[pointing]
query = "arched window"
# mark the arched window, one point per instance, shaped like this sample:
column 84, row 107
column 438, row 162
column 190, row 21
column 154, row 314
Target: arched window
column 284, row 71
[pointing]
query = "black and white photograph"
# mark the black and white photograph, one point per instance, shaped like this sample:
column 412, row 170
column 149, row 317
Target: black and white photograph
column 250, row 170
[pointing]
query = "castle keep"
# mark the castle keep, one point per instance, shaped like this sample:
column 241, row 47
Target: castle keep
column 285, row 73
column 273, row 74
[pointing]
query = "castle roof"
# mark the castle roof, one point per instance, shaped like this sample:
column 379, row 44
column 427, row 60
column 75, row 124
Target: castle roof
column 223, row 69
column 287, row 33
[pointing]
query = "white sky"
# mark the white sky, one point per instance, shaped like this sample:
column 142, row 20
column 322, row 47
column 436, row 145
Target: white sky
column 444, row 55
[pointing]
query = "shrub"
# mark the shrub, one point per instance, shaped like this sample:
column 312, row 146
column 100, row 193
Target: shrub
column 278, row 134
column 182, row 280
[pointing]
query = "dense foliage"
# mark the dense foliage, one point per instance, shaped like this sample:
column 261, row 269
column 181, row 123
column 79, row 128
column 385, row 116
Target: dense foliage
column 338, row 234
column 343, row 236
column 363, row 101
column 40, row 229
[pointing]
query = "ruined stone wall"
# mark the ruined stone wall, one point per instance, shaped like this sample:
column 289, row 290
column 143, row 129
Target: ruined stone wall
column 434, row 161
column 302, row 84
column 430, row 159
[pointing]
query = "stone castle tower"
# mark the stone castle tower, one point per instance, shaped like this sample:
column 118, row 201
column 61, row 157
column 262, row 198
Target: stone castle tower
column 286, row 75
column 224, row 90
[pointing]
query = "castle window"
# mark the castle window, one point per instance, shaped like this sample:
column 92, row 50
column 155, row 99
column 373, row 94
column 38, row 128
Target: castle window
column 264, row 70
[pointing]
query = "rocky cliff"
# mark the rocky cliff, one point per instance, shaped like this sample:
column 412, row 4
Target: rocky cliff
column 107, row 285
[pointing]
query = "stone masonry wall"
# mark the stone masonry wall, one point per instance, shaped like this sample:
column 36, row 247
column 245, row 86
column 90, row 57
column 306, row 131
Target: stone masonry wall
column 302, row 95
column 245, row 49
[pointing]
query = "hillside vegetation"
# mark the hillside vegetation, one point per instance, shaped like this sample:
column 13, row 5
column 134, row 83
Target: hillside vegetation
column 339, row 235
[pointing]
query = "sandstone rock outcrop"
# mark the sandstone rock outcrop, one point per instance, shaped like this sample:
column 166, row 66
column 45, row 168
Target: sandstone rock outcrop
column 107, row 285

━━━━━━━━━━━━━━━━━━━━━━━━━━━━━━

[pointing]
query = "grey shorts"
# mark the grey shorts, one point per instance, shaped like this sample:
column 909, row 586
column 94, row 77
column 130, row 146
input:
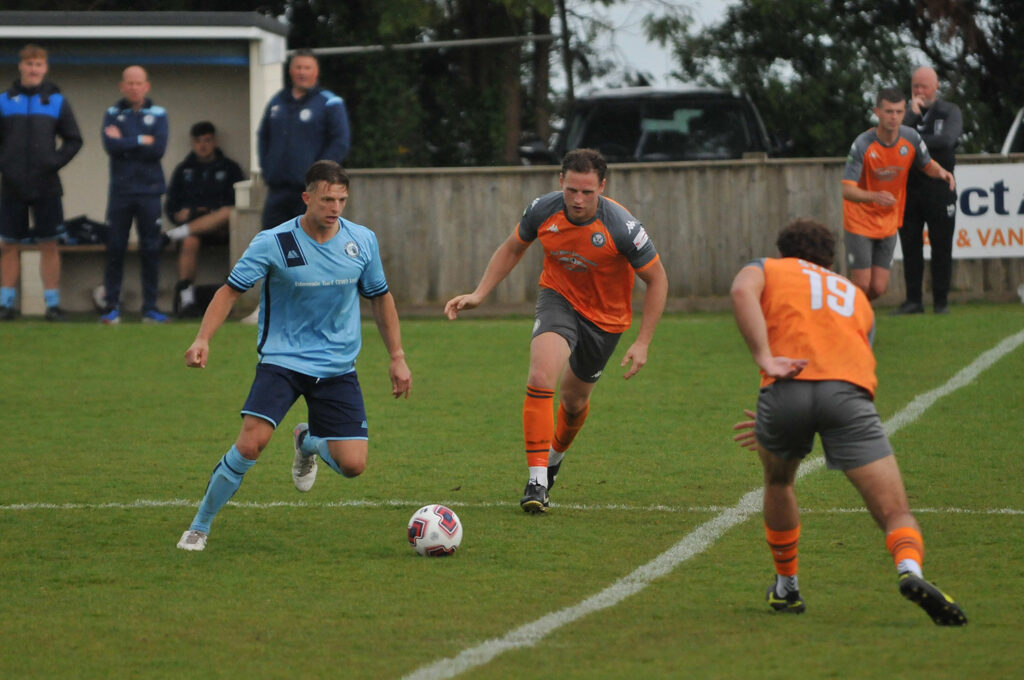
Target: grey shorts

━━━━━━━━━━━━━━━━━━━━━━━━━━━━━━

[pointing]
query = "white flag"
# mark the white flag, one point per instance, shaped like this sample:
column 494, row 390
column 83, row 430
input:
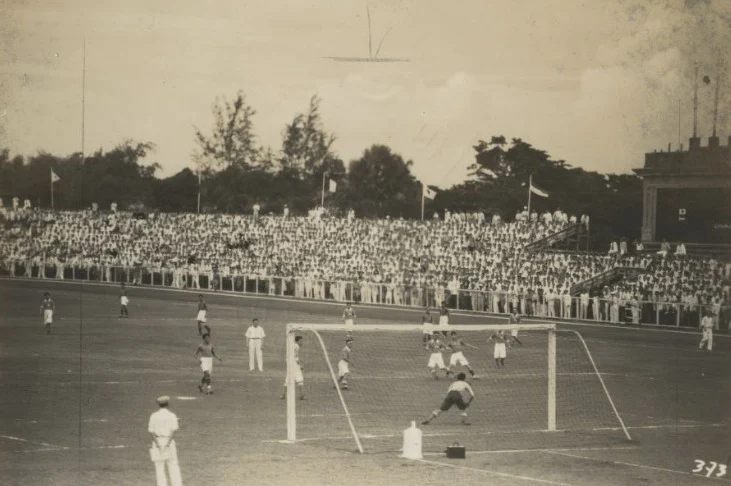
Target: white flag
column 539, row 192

━━━━━━━━━━━━━━━━━━━━━━━━━━━━━━

• _Exercise description_: Please copy out each line of the data in which the word "shorts" occurs.

• _Completed task_:
query = "grey shorts"
# mark the grey shorts, one point per instance, shaped like this sample:
Target: grey shorts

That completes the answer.